* _Exercise goal_:
Rewrite every record with "detection task" swapped for "localization task", changing nothing else, and leave out the pictures.

* _Records for the task_:
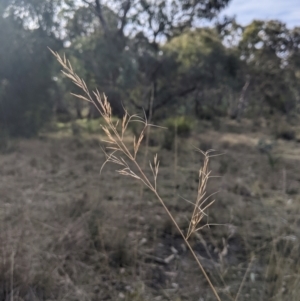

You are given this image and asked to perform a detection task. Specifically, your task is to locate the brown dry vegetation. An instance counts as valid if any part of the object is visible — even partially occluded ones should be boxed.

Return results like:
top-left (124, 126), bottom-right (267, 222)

top-left (0, 115), bottom-right (300, 301)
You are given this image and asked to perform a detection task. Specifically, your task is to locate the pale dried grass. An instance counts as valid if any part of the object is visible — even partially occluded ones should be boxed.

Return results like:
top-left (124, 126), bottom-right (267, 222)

top-left (51, 50), bottom-right (221, 301)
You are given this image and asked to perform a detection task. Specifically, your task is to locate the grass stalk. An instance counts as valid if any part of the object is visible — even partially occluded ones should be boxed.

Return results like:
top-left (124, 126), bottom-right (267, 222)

top-left (51, 50), bottom-right (221, 301)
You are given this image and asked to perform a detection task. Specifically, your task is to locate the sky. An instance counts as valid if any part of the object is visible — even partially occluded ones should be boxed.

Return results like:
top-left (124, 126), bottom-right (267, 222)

top-left (221, 0), bottom-right (300, 28)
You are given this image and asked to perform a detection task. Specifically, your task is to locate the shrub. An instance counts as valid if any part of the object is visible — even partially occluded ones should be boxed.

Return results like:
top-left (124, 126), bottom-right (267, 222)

top-left (275, 122), bottom-right (296, 140)
top-left (163, 116), bottom-right (193, 150)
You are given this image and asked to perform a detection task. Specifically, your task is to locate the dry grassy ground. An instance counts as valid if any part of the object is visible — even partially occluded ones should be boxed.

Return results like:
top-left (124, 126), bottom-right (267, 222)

top-left (0, 121), bottom-right (300, 301)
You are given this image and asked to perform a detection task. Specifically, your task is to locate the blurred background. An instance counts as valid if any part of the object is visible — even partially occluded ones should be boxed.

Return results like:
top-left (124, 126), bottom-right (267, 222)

top-left (0, 0), bottom-right (300, 301)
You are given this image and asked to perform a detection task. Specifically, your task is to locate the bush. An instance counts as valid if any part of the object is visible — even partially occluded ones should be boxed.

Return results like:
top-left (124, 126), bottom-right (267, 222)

top-left (163, 116), bottom-right (193, 150)
top-left (275, 122), bottom-right (296, 140)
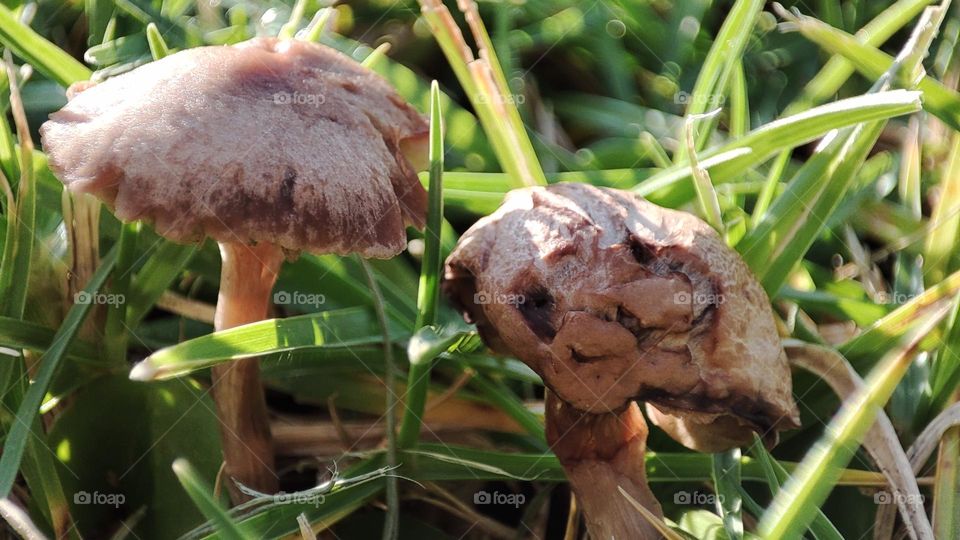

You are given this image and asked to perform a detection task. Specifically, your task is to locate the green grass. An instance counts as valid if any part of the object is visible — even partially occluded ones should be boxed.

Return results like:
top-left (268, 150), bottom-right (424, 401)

top-left (0, 0), bottom-right (960, 540)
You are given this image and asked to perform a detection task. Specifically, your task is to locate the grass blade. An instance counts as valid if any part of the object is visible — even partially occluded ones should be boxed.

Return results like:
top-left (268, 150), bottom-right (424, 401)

top-left (793, 3), bottom-right (960, 130)
top-left (674, 0), bottom-right (764, 157)
top-left (130, 308), bottom-right (404, 381)
top-left (712, 448), bottom-right (743, 540)
top-left (634, 90), bottom-right (921, 197)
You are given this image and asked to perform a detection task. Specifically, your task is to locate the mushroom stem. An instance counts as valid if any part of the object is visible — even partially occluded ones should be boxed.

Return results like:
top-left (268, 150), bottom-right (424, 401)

top-left (211, 242), bottom-right (284, 502)
top-left (546, 391), bottom-right (663, 540)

* _Response to this exercise_:
You are given this image and asked to perform a localization task. Specifically, your task is to locate the brown dry vegetation. An instance counts as valid if any part of the object is visible — even partially occluded ones should be boxed.

Return results like:
top-left (124, 126), bottom-right (267, 222)

top-left (0, 115), bottom-right (300, 301)
You are given this image and asked to perform a localization task. Specifically, your task is to locate the pale dried grass. An instance counts as valid if any part of the object is visible — even partially occluded ones should be boxed.

Return results like:
top-left (124, 126), bottom-right (267, 222)

top-left (51, 50), bottom-right (221, 301)
You are given this image and asked to perform a localization task. Specifically, your task is to locate the grass stalk. An instance counts as valid if any part of the object is visible — even partially occluded ones should be boxed.

Return results like:
top-left (124, 126), bottom-right (267, 222)

top-left (51, 50), bottom-right (221, 301)
You are given this image and asked to perform a localization task. Specifically, your task is to locate the sky. An instance counts as valid if any part of the object is visible — even partially occluded ones should be boxed.

Return results like:
top-left (124, 126), bottom-right (267, 222)

top-left (221, 0), bottom-right (300, 28)
You are given this image and asked to perform a localization task. Specifically, your task is to locate the shrub. An instance counts as valid if any part of the object is visible — even partially occluded ones should be boxed.

Return results like:
top-left (124, 126), bottom-right (267, 222)

top-left (275, 122), bottom-right (296, 140)
top-left (163, 116), bottom-right (193, 150)
You are given this image and asked to perform a localization task. Specifically, your task is to locate the dry grassy ground. An instance counts as valid if any part of the object is visible — even partially occluded ones should be boxed.

Return results like:
top-left (124, 126), bottom-right (267, 222)

top-left (0, 121), bottom-right (300, 301)
You are given this image and asked to perform a localization task. Specifically, your task is to locate the blurred background. An instance counts as valid if any part of the object is visible — even partially occluded ones should be boxed.

Return results like:
top-left (124, 126), bottom-right (267, 222)

top-left (0, 0), bottom-right (300, 301)
You are given this image and asked to perform a localization task. Specifically, your task is to locate the bush. An instance counts as valid if any part of the object is visible — even partially occluded ones should be boxed.

Return results like:
top-left (124, 126), bottom-right (267, 222)

top-left (163, 116), bottom-right (193, 150)
top-left (275, 122), bottom-right (296, 140)

You are given this image and asked to perform a localization task. Specifically, your task is to locate the green grass. An instance counts as valid if any part of the object is visible — even partially occluded ones should be boxed.

Return results like:
top-left (268, 150), bottom-right (424, 401)

top-left (0, 0), bottom-right (960, 540)
You are given this image and asked to perform a localization task. Specifically, your task is to locate the grass blade. An instance counts as valid if any part of the object is visible — even partially occluded ones should be boxed.

Return results like:
top-left (268, 150), bottom-right (424, 401)

top-left (793, 3), bottom-right (960, 130)
top-left (674, 0), bottom-right (764, 157)
top-left (130, 308), bottom-right (404, 381)
top-left (712, 448), bottom-right (743, 540)
top-left (634, 90), bottom-right (921, 197)
You are given this image and asked to perform a localization task. Specifically, your task is to locate the mushroom stem. An instance counts as valid if any part of the object is visible — even partially occluded ones should be boxed.

Return results like:
top-left (268, 150), bottom-right (424, 401)

top-left (211, 242), bottom-right (284, 502)
top-left (546, 391), bottom-right (663, 540)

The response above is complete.